Task brief »
Below are the records. Gather each line that holds "using".

Dataset content »
··········
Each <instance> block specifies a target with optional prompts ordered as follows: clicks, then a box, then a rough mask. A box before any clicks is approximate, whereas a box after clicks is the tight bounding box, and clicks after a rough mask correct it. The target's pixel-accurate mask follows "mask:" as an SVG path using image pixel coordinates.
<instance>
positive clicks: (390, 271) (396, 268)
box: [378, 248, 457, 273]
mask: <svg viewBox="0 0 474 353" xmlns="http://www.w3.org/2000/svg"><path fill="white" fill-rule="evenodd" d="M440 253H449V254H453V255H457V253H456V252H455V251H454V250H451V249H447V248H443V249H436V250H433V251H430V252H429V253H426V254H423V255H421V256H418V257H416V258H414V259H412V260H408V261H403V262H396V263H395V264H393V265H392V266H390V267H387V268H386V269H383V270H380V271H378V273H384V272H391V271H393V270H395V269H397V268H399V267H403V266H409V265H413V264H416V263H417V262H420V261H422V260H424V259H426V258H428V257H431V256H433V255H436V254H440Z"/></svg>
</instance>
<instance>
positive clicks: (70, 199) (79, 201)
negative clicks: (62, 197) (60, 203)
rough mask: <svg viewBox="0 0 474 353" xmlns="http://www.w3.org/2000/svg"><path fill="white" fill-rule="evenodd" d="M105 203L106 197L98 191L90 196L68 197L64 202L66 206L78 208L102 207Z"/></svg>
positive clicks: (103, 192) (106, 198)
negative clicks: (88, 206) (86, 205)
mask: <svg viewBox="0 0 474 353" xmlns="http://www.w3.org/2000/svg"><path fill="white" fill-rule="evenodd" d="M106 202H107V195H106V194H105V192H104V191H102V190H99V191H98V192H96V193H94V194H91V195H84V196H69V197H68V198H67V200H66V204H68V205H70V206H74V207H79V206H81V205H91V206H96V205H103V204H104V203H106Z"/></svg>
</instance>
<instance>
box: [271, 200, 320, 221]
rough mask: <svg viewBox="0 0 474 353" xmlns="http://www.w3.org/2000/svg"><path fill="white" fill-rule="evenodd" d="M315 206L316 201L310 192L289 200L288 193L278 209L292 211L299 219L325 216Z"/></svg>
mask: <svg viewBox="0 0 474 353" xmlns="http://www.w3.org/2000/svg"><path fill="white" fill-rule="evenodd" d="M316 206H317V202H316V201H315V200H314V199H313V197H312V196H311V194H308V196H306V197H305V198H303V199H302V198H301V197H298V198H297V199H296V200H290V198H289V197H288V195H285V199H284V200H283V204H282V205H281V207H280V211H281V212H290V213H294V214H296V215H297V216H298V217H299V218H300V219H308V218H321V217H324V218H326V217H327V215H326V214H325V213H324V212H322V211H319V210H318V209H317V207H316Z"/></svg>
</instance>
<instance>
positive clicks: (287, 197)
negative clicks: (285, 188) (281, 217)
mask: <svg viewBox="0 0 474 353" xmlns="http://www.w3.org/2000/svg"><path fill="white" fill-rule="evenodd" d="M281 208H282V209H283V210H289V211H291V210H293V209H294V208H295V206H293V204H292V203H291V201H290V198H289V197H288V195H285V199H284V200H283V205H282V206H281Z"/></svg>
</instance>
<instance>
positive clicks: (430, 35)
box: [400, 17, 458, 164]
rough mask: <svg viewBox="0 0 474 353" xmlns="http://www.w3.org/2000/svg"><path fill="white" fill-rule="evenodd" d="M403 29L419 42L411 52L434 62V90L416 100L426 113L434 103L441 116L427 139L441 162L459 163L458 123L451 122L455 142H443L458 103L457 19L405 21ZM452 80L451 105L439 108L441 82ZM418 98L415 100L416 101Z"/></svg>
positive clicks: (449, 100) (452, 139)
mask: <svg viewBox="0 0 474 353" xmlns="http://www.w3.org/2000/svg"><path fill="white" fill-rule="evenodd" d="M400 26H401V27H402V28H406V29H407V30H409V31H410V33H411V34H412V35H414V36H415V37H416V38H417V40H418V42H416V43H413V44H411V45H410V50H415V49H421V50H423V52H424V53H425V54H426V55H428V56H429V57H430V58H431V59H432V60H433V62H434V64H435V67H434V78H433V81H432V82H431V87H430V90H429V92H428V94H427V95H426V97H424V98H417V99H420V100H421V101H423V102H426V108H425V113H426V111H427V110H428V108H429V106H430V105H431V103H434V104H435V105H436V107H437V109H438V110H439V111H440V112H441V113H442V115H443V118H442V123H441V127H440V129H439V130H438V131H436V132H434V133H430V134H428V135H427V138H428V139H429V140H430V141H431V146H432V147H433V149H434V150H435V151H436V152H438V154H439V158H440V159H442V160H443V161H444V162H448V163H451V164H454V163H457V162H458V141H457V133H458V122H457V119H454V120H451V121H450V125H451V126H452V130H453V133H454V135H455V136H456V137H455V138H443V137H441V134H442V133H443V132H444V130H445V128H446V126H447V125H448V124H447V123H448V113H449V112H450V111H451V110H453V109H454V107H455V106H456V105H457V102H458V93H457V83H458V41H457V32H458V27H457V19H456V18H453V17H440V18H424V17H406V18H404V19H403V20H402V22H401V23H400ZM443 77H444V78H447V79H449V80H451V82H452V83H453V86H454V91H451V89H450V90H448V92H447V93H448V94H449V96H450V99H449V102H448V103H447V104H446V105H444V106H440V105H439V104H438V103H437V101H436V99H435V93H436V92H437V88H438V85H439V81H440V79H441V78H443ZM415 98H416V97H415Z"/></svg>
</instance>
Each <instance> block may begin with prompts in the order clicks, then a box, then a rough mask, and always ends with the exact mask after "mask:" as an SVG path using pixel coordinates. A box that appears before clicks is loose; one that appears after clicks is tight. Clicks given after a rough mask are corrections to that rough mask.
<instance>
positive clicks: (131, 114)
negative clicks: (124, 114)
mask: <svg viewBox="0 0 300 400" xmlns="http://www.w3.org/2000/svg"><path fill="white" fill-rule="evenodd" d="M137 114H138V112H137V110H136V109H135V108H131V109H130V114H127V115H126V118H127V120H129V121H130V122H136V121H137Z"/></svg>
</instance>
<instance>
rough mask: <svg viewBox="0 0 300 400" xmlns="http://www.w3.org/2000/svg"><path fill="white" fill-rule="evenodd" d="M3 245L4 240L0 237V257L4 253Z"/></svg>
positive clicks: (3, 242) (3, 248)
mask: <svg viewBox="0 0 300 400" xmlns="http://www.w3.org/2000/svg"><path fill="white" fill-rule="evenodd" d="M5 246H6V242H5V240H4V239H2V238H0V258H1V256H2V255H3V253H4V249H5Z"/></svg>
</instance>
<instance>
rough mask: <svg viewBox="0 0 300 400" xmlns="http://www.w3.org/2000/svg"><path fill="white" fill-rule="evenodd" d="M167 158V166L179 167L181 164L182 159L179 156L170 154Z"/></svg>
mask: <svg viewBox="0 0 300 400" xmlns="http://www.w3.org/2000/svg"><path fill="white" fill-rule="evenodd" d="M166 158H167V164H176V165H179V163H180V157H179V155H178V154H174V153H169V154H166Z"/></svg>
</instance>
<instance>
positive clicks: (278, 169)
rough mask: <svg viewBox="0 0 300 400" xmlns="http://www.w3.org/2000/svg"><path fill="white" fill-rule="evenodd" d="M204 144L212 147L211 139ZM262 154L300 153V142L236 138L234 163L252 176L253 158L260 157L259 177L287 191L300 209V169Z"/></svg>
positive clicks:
··········
Answer box »
Each <instance> block specifies a target with optional prompts ordered as follows: clicks, then a box, then a rough mask. A box before any clicks is approximate, whereas a box after clicks is the tight bounding box, and clicks after a rough mask correct it. The target's pixel-accurate mask follows "mask:" as an SVG path using image pixel coordinates.
Each <instance> block may begin with prompts in the order clicks, then a box, then a rough mask, and always ends with the exact mask after "mask:" as an SVG path using pixel coordinates. A box that appears before clicks is loose; one that appears after clicks is tight. Clicks given after a rough mask are corrections to that rough mask.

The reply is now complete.